• Bounding box annotation entries
= = =

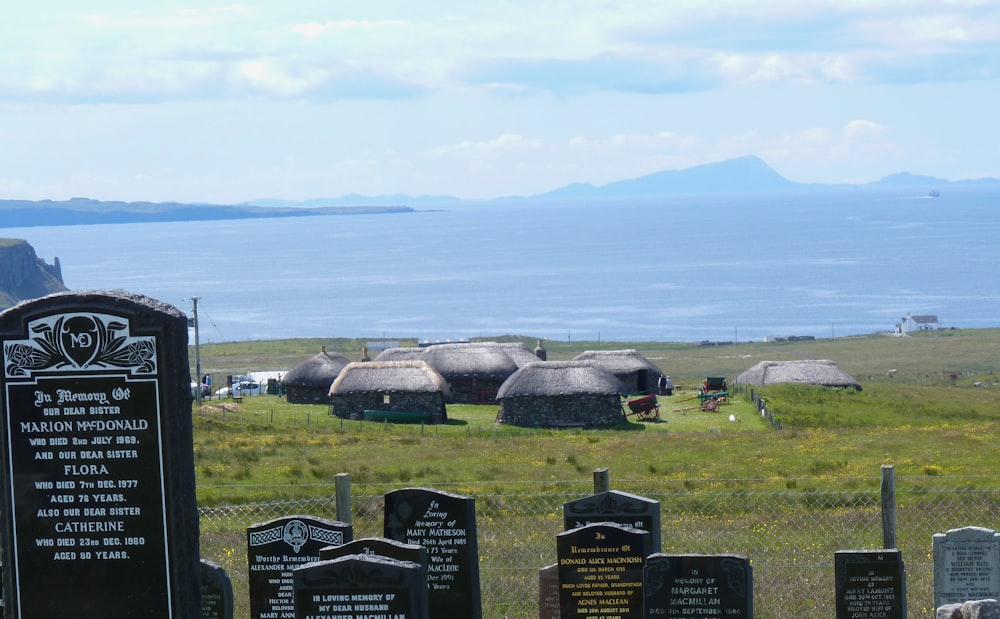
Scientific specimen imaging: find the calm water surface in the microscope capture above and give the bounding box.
[0,188,1000,341]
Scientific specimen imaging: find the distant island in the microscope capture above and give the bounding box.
[0,155,1000,229]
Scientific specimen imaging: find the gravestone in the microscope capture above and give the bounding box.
[383,488,483,619]
[247,516,354,619]
[563,490,662,552]
[931,527,1000,607]
[0,291,201,619]
[199,559,233,619]
[556,522,649,619]
[293,555,426,619]
[834,549,906,619]
[643,554,753,619]
[538,563,559,619]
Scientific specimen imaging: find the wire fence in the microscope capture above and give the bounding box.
[200,476,1000,619]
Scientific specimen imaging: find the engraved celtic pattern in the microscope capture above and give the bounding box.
[250,527,281,546]
[309,525,344,546]
[3,313,156,378]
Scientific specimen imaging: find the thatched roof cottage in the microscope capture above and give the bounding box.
[421,342,517,404]
[497,361,626,428]
[281,347,351,404]
[573,348,663,394]
[736,359,861,391]
[329,361,448,421]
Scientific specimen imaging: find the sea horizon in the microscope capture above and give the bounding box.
[0,188,1000,343]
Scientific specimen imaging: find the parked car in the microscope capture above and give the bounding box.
[216,380,267,397]
[191,381,212,398]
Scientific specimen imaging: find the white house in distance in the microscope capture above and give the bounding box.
[896,314,941,334]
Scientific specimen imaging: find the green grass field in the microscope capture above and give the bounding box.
[195,330,1000,505]
[192,330,1000,619]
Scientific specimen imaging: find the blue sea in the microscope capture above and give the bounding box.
[0,186,1000,342]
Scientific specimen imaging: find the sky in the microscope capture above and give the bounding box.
[0,0,1000,204]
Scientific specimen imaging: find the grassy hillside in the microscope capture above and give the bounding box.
[195,330,1000,505]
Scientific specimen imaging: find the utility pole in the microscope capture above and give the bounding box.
[189,297,201,406]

= = =

• INSTRUCTIONS TO FOLLOW
Copy every one of the records above word for word, leaving out the pictures.

• ANSWER IN FULL
Scientific specimen imaging: find the calm water surface in the microscope capture above and give the bounding box.
[0,188,1000,341]
Scientific specimen imaging: find the distant island in the microscope capture above and give the bounding box.
[0,155,1000,229]
Scientific specimen imaging: find the gravestone in the microscope capture above and give the bounding box.
[383,488,483,619]
[247,516,354,619]
[563,490,662,552]
[931,527,1000,607]
[0,291,201,619]
[199,559,233,619]
[556,522,649,619]
[293,555,426,619]
[834,549,906,619]
[643,554,753,619]
[538,563,559,619]
Scientific specimen imaging: find the wire fence in the microscope capture above and give the bounding box.
[200,476,1000,619]
Scientific specimen imaging: find the engraved celtic pattern in the microscope capture above and give the bounding box.
[250,527,281,546]
[309,525,344,546]
[3,313,156,378]
Scientific specimen imaging: find the thatched roof cottage in the microscope capture above and give the bounding box.
[421,342,517,404]
[497,361,626,428]
[281,347,351,404]
[573,348,663,394]
[736,359,861,391]
[329,361,448,421]
Scientific specimen imaging: find the sea horizon in the microscope capture above and give the bounding box.
[0,188,1000,343]
Scientific specimen imaging: find the parked car in the microscope capture above and give the bounding box.
[216,380,267,397]
[191,381,212,398]
Scientific specimen imaging: find the white house in distance in the microscope capture above and give the bounding box.
[896,314,941,334]
Scientific specimen imaging: find the green grass field in the microscope capture above and give the bounding box.
[195,330,1000,505]
[192,330,1000,619]
Scientific specimen imaging: find the blue sea in the microscope capture above and give the bounding box.
[0,186,1000,342]
Scientific specimen imaging: find the sky in the microscope capture above and give the bounding box.
[0,0,1000,204]
Scientific specimen imaging: find the grassy hillside in the microscope capture above and give the bounding box.
[195,330,1000,505]
Scientific specimen imaging: find the utility pole in the microscope capture above and give the bounding box.
[189,297,201,406]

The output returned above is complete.